→ TASKS FOR THIS EXERCISE:
a. Copy out the blog passage word for word, beginning at the words "Now I’ll go" and stopping after "would be good.".
b. Shorten the paragraph of the blog passage that opens "Travel took me to the east coast," keeping its main facts.
c. Carry the blog passage forward, starting right after its final sentence.

→ PASSAGE PROVIDED:
....................
Clean but wet, I toweled her off a couple of times so she wouldn’t get cold. Her collar went into the trash. I had intended to replace it anyway.
Supper and celebration were fun and appropriate. The Girl smelled pretty good as well. FiL and I stopped at Wally-World on the way home to buy a couple of cheap collars, one to wear and a spare in case the first failed.
After a couple months of absence from my space, I decided to post something. I was away from home last month and am still traveling. But I’ll be home soon. It will be a good thing.
Travel took me to the east coast for a project meeting. The meeting went well enough, I think. There was a lot of intrigue, or so it seems, in the project panel. There were definitely undercurrents I did not understand. I think I still do not understand them.
But, the meeting was completed. I spent some time with Daughter and her family. I worked on two proposals and one statement of qualifications. I have paying work to do.
Now I’ll go see Wife’s family for a couple of days. Then I’ll head home through Denver to see Older Son and DiL. That will be good, too.
One of the things I like about my current life is that there is generally no reason why I cannot have a nap in the afternoon. On these sunny winter afternoons, the sun shines through the bedroom window onto the bed. The Girl loves to sun herself. After a long walk this morning (and a short night last night), I decided a nap would be good.
So, we snuggled for an hour or so, the warm sun on us both. The simple comforts of the warm sun and my best friend are so rich.
....................
→ DATA TO EXAMINE:

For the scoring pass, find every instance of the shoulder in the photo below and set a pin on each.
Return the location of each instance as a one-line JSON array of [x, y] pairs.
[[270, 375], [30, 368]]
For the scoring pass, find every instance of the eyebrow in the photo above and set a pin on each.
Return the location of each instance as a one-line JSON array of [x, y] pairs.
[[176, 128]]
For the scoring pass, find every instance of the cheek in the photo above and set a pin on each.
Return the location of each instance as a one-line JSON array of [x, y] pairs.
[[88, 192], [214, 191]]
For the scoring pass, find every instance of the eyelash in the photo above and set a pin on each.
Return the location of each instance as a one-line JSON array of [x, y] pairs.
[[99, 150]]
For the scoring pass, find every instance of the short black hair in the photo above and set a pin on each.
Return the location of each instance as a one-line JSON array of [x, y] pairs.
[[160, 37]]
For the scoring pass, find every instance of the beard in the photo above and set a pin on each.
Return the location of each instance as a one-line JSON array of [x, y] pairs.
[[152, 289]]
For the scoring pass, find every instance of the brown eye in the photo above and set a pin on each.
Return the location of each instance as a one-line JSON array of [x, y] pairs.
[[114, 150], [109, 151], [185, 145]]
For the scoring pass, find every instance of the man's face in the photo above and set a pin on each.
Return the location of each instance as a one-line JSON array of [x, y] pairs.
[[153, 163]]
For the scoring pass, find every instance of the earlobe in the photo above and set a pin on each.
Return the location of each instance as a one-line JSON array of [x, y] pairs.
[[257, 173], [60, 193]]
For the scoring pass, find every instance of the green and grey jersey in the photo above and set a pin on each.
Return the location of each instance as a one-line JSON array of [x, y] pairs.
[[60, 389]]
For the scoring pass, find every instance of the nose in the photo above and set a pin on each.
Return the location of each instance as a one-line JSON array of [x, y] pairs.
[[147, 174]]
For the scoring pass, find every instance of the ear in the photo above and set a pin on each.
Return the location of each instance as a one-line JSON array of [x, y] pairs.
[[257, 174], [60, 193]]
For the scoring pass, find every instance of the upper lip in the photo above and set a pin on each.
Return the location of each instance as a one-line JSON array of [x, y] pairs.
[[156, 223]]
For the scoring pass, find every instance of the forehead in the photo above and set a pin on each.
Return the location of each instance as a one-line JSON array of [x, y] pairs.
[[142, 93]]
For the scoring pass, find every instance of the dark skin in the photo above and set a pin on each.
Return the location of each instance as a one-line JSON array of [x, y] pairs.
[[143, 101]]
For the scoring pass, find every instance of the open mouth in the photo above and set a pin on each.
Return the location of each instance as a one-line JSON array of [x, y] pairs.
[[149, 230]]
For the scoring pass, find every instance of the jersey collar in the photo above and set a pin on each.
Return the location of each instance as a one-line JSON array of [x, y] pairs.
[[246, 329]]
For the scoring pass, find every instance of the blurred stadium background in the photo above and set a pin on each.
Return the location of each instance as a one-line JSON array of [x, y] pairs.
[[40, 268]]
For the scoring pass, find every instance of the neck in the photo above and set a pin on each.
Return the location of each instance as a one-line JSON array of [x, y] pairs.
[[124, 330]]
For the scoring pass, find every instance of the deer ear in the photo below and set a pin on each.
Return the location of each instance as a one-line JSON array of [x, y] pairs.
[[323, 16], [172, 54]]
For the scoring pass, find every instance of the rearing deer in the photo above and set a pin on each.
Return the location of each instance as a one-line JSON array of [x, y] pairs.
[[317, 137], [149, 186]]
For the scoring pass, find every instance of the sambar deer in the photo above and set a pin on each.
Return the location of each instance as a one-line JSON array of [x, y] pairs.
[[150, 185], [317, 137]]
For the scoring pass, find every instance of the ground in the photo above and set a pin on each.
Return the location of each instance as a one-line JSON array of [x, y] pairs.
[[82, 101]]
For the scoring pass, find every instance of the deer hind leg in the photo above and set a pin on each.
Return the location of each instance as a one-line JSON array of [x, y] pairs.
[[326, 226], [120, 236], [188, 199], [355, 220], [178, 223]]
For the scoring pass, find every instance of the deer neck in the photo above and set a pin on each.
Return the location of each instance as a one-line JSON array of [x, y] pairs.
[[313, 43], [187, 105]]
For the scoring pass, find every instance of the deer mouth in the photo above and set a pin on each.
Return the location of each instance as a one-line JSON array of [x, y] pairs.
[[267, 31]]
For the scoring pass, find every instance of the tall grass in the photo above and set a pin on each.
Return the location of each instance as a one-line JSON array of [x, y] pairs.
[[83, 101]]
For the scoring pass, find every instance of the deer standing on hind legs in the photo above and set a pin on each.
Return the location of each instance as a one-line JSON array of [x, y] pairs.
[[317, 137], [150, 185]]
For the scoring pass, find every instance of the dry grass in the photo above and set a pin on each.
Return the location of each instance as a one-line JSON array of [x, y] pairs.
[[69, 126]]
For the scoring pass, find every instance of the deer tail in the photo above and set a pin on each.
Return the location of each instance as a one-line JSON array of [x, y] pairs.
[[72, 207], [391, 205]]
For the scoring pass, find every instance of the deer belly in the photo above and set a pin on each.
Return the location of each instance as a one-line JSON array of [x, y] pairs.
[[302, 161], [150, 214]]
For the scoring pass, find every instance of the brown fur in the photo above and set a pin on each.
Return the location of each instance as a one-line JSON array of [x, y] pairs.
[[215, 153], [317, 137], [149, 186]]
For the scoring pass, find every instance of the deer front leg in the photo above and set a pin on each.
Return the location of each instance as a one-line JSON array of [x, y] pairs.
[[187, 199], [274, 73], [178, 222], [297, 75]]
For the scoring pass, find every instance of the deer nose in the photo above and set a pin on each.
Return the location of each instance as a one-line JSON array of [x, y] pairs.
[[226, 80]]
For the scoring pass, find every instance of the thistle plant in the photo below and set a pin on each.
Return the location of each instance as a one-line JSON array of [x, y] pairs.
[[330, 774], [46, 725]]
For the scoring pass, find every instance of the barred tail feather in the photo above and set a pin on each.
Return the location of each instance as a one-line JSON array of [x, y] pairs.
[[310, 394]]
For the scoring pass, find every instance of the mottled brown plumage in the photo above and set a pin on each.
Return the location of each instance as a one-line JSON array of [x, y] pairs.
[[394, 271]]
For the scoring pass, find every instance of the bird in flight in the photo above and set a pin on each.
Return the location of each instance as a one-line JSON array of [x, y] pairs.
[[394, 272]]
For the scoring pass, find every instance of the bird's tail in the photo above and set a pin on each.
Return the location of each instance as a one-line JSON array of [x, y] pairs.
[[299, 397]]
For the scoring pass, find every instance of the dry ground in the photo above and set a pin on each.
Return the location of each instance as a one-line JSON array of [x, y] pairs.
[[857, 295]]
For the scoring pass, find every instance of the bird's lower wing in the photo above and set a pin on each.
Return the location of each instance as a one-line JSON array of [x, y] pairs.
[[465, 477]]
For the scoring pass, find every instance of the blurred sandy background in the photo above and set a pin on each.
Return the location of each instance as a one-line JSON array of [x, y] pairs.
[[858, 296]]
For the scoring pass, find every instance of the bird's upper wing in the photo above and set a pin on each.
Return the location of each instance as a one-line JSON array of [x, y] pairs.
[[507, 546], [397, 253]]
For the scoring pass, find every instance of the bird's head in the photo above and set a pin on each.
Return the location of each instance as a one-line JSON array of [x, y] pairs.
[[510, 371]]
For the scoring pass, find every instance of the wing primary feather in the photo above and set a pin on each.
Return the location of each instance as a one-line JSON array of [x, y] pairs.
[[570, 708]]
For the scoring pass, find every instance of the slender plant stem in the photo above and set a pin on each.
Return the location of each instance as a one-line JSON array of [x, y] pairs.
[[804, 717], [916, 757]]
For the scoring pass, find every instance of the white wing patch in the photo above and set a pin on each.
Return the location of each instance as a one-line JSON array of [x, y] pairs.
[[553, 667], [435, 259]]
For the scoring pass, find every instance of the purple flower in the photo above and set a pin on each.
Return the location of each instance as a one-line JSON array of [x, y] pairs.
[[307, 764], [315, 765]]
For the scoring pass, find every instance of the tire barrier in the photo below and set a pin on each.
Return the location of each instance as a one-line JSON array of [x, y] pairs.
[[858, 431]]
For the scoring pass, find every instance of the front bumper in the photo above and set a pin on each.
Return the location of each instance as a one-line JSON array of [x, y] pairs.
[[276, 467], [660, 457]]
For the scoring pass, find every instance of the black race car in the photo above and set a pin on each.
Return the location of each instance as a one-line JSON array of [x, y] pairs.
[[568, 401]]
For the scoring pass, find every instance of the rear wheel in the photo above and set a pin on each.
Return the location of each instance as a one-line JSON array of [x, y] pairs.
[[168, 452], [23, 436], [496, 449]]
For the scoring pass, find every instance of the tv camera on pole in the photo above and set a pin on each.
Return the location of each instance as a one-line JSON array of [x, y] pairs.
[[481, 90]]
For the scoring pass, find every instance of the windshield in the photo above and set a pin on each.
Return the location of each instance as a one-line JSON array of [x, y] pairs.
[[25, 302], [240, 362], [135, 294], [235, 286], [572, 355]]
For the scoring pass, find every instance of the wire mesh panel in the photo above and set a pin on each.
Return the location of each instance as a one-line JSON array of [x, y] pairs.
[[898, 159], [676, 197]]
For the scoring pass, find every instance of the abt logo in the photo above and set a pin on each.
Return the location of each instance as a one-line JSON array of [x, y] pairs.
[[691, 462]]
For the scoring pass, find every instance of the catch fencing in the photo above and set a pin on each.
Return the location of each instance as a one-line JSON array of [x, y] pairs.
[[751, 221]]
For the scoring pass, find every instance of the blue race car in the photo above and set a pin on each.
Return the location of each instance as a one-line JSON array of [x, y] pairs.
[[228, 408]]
....................
→ RESPONSE LIST:
a.
Now I’ll go see Wife’s family for a couple of days. Then I’ll head home through Denver to see Older Son and DiL. That will be good, too.
One of the things I like about my current life is that there is generally no reason why I cannot have a nap in the afternoon. On these sunny winter afternoons, the sun shines through the bedroom window onto the bed. The Girl loves to sun herself. After a long walk this morning (and a short night last night), I decided a nap would be good.

b. I went to the east coast for a project meeting that went well enough. The project panel seemed full of intrigue, with undercurrents I didn't understand then and still don't.

c.
I posted an in-process image on my Instagram account yesterday. That image is of the section of the Estie with a new ink sack attached with some fountain pen shellac and drying.
The backstory (such as it is) is that I pulled my favorite old Esterbrook J-Series fountain pen from storage. I think it was my very first vintage Esterbrook. The cap and the body are slightly mis-matched. That is, the cap color is slightly different than the body color. My expectation is that someone down the line either mixed caps or a restorer pulled a matched up a set to make a whole pen from part-pens.
Regardless, when I received the pen, I renewed the ink sack (my very first Esterbrook restore) and added a brand-new 9556 Master Series nib unit. It’s classified as a fine-firm nib. In my experience, all of the Esterbrook nibs are nails. (Heh…)
When I decided to ink the pen yesterday, I dropped the nib into my bottle of Noodler’s Zhivago, a green-black ink that is bulletproof. The fill lever would not activate. So, I knew the pen needed service. I wicked the ink from the nib and set it aside.
After lunch I pulled out my tools and parts kit and started sorting through those items. It’s been nearly two years since I sorted through my pen kit. That was a kind of trip of itself. I mentally inventoried the parts and tools and found what I needed — a fresh Size 16 ink sack, my X-Acto knife (and blades), and the sack shellac.
I pulled the section from the body, with a little heat to loosen things up. The old sack broke apart in my fingers — ossified. It was, indeed, time for a new ink sack.
Back at my worktable, I removed the remaining parts of the old sack that clung to the section, scraping a little with a fingernail and my X-Acto knife. That done, I fitted and trimmed the new sack, shellaced the section, and attached the new sack. The assembly was then set aside to cure.
After an hour of puttering with other things, the shellac was dry enough to reassemble the pen. I dipped the fresh ink sack into pure talcum powder to lubricate it during operation of the fill mechanism. I lined up the nib unit and fill lever and pressed the section back into the body of the pen.
A function check followed and then the thumbs-up that all was well. I filled the renewed fountain pen with Zhivago and did some test writing. For an inexpensive pen (they cost a couple bucks new with the better nib units — now they’re about twenty bucks on ebay) it writes very well. The nib is wet and smooth.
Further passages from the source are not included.